» Instructions for the task
Repeat the data word for word, starting at the line that contains "Query: index finger" and ending at the line that contains "45L180 42L174 35L165", with both of those lines included.

» Given records
........
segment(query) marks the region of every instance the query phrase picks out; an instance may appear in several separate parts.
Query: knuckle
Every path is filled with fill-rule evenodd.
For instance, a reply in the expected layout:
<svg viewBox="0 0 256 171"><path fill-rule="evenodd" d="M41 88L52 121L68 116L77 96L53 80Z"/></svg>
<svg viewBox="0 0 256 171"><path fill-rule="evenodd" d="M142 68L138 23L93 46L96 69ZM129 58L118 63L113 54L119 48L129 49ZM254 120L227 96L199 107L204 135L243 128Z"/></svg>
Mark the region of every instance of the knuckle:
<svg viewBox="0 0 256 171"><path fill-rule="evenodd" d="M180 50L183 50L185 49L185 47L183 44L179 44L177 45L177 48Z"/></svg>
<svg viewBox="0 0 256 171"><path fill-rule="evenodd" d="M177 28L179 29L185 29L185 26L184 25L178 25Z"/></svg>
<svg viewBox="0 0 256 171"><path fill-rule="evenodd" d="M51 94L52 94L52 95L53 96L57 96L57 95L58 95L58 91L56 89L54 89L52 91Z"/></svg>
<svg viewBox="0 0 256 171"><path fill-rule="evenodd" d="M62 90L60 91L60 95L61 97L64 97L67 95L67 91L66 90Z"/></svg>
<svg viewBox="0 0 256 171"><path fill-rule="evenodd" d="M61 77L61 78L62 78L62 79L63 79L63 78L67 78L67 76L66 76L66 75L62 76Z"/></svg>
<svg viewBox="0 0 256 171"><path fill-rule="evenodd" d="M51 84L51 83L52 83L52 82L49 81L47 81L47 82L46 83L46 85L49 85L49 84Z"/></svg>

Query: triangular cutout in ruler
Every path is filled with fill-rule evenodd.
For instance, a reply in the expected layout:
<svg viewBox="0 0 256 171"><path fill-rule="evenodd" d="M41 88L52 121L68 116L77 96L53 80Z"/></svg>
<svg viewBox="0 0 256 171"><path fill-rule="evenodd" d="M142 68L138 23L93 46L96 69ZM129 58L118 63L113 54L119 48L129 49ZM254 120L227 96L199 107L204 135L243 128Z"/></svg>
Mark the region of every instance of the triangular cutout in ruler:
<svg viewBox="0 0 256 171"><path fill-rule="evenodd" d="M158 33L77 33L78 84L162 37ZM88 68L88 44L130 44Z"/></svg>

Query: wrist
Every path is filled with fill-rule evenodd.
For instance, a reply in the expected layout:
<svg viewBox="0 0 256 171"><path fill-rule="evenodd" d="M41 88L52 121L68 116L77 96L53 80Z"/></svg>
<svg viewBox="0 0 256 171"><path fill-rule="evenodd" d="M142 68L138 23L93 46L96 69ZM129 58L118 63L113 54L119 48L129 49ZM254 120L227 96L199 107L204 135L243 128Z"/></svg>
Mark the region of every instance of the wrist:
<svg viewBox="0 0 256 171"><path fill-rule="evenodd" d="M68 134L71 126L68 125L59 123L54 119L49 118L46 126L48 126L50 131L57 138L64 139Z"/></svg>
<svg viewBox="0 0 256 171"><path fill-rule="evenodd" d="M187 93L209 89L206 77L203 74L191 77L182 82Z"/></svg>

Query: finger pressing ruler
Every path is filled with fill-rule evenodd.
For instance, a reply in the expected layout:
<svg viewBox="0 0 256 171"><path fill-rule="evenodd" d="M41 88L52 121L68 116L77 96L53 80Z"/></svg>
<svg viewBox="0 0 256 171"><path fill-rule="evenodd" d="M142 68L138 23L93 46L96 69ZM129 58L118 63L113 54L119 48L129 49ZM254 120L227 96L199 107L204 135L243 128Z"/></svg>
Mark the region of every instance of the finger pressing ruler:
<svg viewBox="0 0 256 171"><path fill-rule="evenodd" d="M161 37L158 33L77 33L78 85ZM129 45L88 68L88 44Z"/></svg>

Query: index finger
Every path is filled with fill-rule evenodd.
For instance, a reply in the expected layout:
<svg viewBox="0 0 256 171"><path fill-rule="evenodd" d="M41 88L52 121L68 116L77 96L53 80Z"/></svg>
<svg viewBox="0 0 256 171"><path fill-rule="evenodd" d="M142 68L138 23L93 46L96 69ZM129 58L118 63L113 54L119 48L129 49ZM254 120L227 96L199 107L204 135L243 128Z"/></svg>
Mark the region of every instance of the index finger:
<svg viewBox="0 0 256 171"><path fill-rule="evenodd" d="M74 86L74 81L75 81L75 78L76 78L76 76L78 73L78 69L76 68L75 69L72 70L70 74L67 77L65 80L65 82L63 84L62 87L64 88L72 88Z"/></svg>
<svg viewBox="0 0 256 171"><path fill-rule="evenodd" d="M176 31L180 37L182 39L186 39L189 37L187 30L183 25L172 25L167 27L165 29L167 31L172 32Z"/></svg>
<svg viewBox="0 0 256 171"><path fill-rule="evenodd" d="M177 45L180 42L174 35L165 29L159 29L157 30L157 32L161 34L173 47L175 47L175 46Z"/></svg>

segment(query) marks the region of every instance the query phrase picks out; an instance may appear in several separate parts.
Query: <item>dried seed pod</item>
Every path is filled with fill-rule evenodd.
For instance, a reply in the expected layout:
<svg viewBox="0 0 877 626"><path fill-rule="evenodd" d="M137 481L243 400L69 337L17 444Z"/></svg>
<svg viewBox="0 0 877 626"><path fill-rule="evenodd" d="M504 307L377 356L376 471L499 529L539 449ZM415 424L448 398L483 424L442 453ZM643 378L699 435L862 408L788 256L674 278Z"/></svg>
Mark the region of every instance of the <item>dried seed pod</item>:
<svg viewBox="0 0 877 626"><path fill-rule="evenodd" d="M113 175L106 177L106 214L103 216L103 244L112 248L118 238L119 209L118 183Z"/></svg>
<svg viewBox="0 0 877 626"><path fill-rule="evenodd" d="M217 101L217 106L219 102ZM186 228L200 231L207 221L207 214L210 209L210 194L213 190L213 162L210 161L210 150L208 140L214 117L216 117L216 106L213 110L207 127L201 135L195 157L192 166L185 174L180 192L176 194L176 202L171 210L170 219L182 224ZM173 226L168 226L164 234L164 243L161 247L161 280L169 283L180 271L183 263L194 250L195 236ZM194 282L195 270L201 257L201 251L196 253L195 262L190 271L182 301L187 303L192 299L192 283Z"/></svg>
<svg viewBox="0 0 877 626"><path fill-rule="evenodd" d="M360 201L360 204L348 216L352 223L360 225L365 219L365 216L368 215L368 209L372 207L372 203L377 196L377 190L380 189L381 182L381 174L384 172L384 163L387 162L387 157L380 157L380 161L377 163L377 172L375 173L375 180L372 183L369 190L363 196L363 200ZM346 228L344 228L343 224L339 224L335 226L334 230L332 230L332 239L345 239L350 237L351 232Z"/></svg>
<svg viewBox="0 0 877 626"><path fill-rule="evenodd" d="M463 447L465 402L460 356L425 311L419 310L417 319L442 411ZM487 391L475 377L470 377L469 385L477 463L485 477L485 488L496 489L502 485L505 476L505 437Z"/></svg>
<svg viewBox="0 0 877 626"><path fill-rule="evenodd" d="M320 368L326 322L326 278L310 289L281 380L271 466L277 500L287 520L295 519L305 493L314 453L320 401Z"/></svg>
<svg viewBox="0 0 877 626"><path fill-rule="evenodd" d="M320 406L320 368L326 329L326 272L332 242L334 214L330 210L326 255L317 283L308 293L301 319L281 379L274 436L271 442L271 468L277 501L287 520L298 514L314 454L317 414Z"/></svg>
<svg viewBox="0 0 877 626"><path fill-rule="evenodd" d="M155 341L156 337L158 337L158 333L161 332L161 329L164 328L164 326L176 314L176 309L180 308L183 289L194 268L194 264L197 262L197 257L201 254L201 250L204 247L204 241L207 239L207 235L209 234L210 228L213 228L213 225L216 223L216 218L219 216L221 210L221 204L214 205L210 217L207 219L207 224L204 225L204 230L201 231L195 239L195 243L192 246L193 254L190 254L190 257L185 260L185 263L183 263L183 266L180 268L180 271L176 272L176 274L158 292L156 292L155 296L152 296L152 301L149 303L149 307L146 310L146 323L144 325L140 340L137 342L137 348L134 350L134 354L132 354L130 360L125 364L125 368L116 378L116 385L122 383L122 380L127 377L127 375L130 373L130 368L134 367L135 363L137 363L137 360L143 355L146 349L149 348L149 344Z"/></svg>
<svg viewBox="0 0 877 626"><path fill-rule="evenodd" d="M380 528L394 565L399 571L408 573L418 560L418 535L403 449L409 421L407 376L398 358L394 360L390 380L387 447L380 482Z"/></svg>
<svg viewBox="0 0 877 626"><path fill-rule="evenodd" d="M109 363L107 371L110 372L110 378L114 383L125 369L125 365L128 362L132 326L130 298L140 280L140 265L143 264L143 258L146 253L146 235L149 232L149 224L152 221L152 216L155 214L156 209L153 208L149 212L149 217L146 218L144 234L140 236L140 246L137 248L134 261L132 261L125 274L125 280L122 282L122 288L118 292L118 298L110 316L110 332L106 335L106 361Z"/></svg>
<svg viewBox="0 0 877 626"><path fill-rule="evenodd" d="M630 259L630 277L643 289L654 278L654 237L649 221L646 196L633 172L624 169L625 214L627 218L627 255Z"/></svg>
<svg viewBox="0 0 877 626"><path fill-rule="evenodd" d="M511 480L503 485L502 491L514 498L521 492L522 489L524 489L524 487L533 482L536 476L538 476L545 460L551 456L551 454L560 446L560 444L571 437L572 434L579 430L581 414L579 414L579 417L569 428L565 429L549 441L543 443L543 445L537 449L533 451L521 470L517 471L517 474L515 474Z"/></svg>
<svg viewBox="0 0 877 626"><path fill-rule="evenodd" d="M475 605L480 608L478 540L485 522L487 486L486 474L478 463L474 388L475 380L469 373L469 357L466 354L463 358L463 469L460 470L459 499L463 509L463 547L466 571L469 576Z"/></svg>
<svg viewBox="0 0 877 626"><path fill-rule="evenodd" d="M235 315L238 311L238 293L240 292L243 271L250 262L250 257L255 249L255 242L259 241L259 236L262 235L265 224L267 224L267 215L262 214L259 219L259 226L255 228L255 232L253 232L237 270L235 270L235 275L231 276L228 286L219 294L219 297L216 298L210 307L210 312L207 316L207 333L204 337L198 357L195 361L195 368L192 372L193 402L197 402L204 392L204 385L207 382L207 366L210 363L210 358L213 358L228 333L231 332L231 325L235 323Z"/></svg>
........
» Solution to the problem
Query: index finger
Every path is filled with fill-rule evenodd.
For instance, a reply in the expected layout:
<svg viewBox="0 0 256 171"><path fill-rule="evenodd" d="M41 88L52 121L68 116L77 96L53 80Z"/></svg>
<svg viewBox="0 0 256 171"><path fill-rule="evenodd" d="M142 68L138 23L93 46L96 69ZM129 58L118 63L113 54L119 48L129 49ZM254 120L227 96L199 107L204 135L243 128Z"/></svg>
Mark the region of every instance of the index finger:
<svg viewBox="0 0 256 171"><path fill-rule="evenodd" d="M74 86L74 81L75 81L75 78L76 78L76 76L78 73L78 69L76 68L75 69L72 70L70 74L67 77L65 80L65 82L63 84L62 87L64 88L72 88Z"/></svg>
<svg viewBox="0 0 256 171"><path fill-rule="evenodd" d="M176 31L180 37L182 39L186 39L189 37L187 30L183 25L172 25L167 27L165 29L167 31L172 32Z"/></svg>
<svg viewBox="0 0 256 171"><path fill-rule="evenodd" d="M177 45L180 42L174 35L165 29L159 29L157 30L157 32L161 34L173 47L175 47L175 46Z"/></svg>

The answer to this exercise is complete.